(Position identification data)
★ ★ ★ ★ ★

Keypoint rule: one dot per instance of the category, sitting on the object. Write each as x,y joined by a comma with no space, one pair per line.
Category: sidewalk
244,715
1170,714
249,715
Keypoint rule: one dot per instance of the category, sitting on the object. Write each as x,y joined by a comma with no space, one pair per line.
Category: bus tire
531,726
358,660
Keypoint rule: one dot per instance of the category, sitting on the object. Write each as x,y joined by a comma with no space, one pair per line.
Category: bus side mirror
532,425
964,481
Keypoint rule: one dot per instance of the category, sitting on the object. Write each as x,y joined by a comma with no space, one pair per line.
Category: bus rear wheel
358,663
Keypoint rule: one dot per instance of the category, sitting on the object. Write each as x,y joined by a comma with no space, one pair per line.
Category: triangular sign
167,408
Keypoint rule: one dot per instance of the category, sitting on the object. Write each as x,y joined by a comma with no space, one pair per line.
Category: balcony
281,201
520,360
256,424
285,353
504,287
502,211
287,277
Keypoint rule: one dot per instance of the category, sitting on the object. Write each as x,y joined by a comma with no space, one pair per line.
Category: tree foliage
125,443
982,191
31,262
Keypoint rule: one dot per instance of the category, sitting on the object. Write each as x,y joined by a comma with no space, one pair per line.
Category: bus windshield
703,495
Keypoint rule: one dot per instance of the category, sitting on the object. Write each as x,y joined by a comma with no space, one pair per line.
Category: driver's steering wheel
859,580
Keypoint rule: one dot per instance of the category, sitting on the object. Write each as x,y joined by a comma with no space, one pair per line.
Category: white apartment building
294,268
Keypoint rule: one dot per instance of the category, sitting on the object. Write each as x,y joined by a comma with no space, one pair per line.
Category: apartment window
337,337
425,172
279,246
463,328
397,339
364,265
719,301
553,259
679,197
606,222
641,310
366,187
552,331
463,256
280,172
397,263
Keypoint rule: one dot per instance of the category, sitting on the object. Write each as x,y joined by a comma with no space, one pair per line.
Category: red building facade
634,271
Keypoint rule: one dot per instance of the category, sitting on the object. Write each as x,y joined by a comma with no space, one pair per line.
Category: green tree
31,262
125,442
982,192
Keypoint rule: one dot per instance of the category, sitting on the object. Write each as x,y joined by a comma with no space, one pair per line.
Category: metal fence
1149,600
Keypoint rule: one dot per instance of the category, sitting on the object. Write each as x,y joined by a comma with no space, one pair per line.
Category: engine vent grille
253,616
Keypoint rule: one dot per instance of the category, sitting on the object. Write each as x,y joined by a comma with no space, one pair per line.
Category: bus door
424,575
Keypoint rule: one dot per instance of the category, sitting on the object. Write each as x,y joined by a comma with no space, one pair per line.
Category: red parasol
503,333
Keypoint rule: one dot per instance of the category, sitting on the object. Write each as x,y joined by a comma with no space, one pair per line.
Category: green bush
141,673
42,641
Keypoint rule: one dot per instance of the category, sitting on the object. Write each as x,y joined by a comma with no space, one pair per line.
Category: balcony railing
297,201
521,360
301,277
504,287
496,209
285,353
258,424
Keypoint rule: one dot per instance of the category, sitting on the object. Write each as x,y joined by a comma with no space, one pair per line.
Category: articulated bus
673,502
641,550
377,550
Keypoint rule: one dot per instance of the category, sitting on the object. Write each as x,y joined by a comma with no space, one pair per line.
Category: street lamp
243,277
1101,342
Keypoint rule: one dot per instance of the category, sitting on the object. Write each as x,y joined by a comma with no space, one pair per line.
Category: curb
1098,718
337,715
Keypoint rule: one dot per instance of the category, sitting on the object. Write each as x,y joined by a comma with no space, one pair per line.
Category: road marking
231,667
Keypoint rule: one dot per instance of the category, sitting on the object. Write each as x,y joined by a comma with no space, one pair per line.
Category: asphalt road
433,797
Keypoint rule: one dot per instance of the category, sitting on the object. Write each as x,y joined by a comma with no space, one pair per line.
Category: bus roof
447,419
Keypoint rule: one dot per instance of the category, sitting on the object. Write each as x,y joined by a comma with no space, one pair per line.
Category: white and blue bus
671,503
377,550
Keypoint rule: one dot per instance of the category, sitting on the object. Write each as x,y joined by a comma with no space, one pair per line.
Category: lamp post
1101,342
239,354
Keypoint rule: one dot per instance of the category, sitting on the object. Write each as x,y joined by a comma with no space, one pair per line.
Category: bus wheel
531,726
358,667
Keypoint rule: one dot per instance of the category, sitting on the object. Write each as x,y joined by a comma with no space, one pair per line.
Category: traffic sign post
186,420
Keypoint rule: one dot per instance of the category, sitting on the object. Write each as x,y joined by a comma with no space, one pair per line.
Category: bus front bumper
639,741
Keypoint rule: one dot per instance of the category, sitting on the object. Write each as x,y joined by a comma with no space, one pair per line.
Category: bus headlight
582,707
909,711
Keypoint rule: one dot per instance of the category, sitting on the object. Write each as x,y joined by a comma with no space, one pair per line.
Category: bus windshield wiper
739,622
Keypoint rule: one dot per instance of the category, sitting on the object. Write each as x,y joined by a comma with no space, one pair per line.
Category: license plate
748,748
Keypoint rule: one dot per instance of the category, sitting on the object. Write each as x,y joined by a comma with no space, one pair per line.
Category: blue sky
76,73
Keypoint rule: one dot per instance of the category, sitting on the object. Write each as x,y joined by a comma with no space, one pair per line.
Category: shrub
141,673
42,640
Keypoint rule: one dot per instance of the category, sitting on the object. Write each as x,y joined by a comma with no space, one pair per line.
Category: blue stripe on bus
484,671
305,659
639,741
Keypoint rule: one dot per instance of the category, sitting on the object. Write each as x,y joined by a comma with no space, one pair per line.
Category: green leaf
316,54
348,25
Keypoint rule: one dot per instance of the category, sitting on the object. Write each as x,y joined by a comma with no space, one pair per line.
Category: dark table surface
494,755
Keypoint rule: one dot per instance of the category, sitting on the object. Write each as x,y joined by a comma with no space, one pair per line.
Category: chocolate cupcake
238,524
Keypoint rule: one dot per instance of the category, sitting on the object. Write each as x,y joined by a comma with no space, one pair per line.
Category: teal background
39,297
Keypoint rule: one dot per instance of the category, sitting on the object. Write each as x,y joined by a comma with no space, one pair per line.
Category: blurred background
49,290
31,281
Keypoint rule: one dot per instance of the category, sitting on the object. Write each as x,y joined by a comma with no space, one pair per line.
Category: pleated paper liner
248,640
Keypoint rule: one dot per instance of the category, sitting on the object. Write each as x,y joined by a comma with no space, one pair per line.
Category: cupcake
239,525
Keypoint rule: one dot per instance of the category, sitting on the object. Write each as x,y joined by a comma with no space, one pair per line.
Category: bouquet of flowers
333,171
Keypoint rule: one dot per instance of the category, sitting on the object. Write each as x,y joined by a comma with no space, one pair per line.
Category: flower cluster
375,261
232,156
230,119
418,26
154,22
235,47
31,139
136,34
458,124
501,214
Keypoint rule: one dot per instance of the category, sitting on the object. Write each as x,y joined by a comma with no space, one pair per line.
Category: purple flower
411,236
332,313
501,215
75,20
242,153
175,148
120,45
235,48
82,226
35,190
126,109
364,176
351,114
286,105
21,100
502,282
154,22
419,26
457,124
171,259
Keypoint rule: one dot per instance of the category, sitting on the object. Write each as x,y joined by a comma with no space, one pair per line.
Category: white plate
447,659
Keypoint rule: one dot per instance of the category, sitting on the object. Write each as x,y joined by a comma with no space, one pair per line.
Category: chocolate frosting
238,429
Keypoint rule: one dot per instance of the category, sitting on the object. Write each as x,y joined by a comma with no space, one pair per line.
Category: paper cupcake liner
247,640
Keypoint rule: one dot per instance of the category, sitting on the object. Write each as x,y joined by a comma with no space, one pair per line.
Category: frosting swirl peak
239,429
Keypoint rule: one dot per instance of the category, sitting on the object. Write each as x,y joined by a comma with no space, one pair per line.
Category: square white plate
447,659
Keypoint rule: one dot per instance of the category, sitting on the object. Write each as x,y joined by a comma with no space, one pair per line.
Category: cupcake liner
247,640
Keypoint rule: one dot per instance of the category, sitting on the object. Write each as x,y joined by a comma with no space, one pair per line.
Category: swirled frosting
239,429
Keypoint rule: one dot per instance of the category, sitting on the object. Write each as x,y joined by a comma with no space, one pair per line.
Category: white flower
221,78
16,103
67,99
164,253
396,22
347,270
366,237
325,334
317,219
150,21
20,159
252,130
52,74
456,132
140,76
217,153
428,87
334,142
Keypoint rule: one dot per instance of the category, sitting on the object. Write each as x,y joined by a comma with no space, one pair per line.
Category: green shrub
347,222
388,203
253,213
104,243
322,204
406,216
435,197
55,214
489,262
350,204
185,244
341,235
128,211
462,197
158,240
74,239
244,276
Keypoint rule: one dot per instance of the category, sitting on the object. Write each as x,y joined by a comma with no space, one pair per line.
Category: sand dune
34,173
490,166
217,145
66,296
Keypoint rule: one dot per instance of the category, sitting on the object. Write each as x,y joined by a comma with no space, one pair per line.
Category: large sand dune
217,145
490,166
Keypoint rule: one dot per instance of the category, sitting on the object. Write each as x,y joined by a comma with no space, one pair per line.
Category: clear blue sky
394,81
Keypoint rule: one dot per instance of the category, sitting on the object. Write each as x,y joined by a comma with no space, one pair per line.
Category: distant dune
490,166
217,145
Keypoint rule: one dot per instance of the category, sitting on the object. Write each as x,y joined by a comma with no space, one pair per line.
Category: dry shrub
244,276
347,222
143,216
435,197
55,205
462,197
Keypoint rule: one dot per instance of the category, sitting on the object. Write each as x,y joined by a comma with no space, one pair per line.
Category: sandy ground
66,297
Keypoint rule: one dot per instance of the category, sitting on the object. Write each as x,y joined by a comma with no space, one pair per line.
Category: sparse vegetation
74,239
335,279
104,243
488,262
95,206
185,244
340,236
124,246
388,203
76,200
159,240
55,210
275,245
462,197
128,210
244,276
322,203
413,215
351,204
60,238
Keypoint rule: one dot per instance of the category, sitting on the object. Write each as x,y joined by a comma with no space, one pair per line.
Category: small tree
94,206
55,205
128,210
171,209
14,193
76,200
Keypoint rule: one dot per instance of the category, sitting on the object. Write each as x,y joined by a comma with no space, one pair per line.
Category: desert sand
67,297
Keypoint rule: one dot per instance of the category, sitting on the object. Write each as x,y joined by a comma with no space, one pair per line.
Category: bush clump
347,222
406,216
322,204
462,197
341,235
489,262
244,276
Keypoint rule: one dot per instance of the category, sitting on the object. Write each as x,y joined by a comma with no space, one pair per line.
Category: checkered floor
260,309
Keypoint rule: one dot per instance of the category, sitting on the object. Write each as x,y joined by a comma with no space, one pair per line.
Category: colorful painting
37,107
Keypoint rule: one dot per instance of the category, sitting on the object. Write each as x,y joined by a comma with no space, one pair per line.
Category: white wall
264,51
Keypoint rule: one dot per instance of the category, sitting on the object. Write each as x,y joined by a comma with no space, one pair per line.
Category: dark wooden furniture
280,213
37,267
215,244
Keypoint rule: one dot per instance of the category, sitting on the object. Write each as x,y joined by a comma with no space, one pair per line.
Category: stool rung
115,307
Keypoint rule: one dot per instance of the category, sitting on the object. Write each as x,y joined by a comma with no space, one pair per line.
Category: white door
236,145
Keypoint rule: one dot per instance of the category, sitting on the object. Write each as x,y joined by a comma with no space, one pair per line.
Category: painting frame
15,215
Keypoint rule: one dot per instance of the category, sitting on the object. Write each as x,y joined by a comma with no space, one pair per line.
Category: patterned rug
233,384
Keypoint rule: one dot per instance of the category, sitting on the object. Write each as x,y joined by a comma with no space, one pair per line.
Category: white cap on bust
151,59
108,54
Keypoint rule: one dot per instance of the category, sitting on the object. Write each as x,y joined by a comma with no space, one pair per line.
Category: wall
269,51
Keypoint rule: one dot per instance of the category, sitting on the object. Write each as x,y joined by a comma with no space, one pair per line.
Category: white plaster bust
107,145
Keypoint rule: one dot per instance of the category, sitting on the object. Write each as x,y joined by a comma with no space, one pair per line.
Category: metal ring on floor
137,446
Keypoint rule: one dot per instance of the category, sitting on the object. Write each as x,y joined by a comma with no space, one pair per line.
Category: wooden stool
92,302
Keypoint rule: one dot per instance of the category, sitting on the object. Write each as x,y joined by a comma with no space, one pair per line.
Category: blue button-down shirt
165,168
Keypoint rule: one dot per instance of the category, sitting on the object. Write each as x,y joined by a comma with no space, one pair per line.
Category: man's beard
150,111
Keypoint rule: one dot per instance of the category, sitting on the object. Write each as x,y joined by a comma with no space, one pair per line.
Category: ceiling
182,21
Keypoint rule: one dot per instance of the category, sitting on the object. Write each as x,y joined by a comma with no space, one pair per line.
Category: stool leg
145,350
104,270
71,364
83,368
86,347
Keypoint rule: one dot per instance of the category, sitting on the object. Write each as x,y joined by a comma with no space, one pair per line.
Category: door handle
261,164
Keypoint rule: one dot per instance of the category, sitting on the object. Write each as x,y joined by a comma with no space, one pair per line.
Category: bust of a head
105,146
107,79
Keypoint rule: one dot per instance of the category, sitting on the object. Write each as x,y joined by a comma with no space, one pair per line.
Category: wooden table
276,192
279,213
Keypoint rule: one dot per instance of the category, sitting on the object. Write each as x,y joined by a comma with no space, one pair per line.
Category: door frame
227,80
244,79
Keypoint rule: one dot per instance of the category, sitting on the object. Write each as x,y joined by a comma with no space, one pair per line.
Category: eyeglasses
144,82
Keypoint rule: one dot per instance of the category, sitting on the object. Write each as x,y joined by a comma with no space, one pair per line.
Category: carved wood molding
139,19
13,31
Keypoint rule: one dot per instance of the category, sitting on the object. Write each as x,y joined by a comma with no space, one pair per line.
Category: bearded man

★ ★ ★ ★ ★

Extract every line of the data above that contains the word "liner".

(RESPONSE FOR THIS EXERCISE)
Category: pleated paper liner
Category: paper cupcake liner
Category: cupcake liner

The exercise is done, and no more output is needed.